• _REQUIRED WORK_:
Return the following forum excerpt about UK CAA examiner designation for skill tests in full, word for word.

• _EXCERPT_:
★ ★ ★ ★

I'm planning to do an FAA - EASA conversion at a non-UK ATO and have the licence issued by the UK CAA. Reading this IN it states:

"In all cases where a skill test is to be conducted for the initial issue of a Commercial Pilot Licence (CPL) or Instrument Rating (IR) (including a Competency Based’ IR (CB IR)) the examiner shall be selected and designated by the UK CAA."

Does anyone know if that rule only applies to UK-ATOs? As I understand it at present non-UK ATOs test under their national arrangements and (generally) nominate their own examiners. Does this IN change that?

I would rather have my licence issued direct by the UK CAA, but if this IN makes it impractical then I would have to get the licence issued by the local authority then change the state of licence issue to the UK. If I had to do that it would make a mockery of the red tape challenge!

172510
18th Jul 2014, 09:48
I took my IR skill test in Belgium, I have a CAA issued EASA CPL. The FE applied for the skill test and was officially designated by the CAA. The CAA may always designate someone else, that's the way I think the IN must be construed.

★ ★ ★ ★

• _INFORMATION SUPPLIED_:
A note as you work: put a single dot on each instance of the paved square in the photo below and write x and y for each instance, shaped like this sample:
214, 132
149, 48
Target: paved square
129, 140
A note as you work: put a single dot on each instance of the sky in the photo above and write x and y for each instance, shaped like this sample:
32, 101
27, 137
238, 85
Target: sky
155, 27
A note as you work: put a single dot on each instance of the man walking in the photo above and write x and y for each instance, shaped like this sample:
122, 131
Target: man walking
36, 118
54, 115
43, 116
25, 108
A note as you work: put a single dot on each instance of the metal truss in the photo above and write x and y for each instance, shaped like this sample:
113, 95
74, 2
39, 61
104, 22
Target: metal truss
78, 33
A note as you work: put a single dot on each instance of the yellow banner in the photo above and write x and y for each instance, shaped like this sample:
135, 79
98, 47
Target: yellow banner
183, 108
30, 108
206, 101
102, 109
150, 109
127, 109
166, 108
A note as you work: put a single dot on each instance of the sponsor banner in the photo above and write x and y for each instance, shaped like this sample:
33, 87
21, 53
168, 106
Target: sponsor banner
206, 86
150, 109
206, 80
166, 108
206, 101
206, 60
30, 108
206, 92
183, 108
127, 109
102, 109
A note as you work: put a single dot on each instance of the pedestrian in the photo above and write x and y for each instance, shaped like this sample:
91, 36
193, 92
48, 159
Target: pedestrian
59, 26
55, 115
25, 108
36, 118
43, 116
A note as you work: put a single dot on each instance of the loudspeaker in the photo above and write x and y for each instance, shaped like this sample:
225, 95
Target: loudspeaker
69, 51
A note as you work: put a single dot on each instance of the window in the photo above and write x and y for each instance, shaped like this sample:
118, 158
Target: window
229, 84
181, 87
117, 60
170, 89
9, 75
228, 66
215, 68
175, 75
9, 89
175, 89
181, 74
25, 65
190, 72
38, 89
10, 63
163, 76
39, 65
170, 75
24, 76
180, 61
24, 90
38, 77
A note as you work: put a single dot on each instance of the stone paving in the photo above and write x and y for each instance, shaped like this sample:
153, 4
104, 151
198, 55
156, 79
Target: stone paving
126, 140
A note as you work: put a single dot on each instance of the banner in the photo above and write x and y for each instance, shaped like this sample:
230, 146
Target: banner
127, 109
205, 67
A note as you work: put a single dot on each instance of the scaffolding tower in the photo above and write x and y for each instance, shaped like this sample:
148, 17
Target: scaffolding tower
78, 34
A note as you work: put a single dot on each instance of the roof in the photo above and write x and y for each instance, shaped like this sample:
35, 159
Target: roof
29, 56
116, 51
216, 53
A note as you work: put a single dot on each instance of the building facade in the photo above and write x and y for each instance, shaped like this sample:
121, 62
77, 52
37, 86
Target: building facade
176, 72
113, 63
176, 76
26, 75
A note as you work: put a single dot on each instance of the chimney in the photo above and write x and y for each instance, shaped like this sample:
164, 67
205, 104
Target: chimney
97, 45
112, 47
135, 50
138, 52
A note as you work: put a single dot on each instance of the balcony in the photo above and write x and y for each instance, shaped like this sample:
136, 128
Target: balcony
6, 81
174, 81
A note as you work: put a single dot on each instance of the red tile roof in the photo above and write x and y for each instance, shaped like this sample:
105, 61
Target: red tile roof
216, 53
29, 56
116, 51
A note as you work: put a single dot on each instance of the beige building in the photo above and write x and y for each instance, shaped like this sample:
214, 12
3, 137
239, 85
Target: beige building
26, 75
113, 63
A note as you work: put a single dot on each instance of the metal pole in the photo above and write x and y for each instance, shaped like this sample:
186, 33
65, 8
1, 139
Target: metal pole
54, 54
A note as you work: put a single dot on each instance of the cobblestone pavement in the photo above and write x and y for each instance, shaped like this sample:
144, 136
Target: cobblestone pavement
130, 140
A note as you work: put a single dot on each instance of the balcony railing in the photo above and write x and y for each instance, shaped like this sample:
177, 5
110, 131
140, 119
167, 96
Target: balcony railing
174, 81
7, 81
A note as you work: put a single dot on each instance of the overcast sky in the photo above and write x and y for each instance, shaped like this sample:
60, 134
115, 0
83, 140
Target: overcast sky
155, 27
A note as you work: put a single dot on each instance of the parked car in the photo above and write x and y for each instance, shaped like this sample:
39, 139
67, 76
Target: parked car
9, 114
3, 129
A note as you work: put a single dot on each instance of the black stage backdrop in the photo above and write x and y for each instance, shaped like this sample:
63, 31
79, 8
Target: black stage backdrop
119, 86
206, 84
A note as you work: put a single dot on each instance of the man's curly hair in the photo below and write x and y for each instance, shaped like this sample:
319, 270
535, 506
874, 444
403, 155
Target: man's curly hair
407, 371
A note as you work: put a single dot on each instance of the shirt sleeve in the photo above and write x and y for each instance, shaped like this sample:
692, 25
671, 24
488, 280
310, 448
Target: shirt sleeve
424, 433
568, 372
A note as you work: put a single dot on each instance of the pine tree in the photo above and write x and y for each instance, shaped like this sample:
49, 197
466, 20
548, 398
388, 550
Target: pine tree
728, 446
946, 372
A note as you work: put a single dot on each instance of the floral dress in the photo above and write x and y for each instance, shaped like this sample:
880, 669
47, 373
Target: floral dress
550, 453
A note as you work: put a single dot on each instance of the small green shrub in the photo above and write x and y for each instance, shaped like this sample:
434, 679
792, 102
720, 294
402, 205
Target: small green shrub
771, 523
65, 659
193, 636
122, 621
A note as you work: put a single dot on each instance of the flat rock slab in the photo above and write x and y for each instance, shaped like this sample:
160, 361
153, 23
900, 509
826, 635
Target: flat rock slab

★ ★ ★ ★

• _RESPONSE BOX_:
I'm planning to do an FAA - EASA conversion at a non-UK ATO and have the licence issued by the UK CAA. Reading this IN it states:

"In all cases where a skill test is to be conducted for the initial issue of a Commercial Pilot Licence (CPL) or Instrument Rating (IR) (including a Competency Based’ IR (CB IR)) the examiner shall be selected and designated by the UK CAA."

Does anyone know if that rule only applies to UK-ATOs? As I understand it at present non-UK ATOs test under their national arrangements and (generally) nominate their own examiners. Does this IN change that?

I would rather have my licence issued direct by the UK CAA, but if this IN makes it impractical then I would have to get the licence issued by the local authority then change the state of licence issue to the UK. If I had to do that it would make a mockery of the red tape challenge!

172510
18th Jul 2014, 09:48
I took my IR skill test in Belgium, I have a CAA issued EASA CPL. The FE applied for the skill test and was officially designated by the CAA. The CAA may always designate someone else, that's the way I think the IN must be construed.